----- Data provided -----
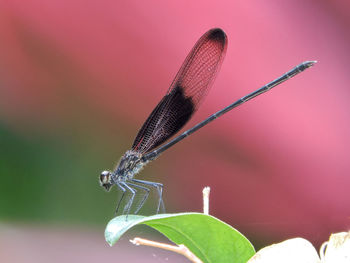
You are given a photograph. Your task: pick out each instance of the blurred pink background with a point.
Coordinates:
(278, 166)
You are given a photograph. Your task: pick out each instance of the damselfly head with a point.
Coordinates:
(105, 180)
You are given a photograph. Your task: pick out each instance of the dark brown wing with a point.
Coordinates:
(186, 92)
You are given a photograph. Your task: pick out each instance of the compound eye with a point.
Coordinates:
(105, 177)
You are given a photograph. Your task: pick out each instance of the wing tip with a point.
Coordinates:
(217, 34)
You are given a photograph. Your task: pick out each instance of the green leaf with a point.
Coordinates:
(207, 237)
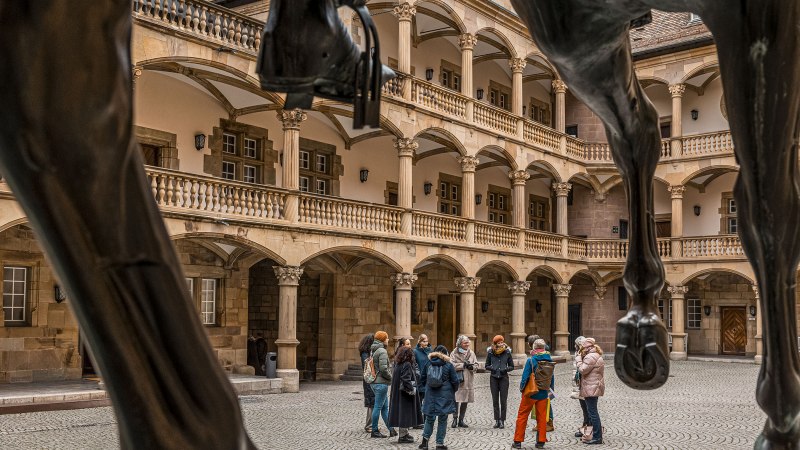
-----
## Instructions to follow
Rewrite all of the data above, including every request line, but shift each point by adding -62 to both of its coordinates. Leave the pictures out of the answer.

## Solution to this problem
You are given a photograph. Your task: pick out each instance of the blurred pink background with a point.
Coordinates:
(216, 104)
You are given a photograph. Your task: pick out each instance of the damselfly head with a point.
Coordinates:
(43, 118)
You are given a photograph. Your task: pick out each instance of the dark brown wing with a point.
Coordinates:
(124, 30)
You are given a photograph. Your task: pick out each instance of the compound eye with a point.
Coordinates:
(43, 115)
You are given a photograph. Your task: pick out each instance of the wing tip with a point.
Coordinates:
(155, -28)
You are given a photograph. Your task: pick out each instance of the green leaf with a point.
Coordinates:
(145, 175)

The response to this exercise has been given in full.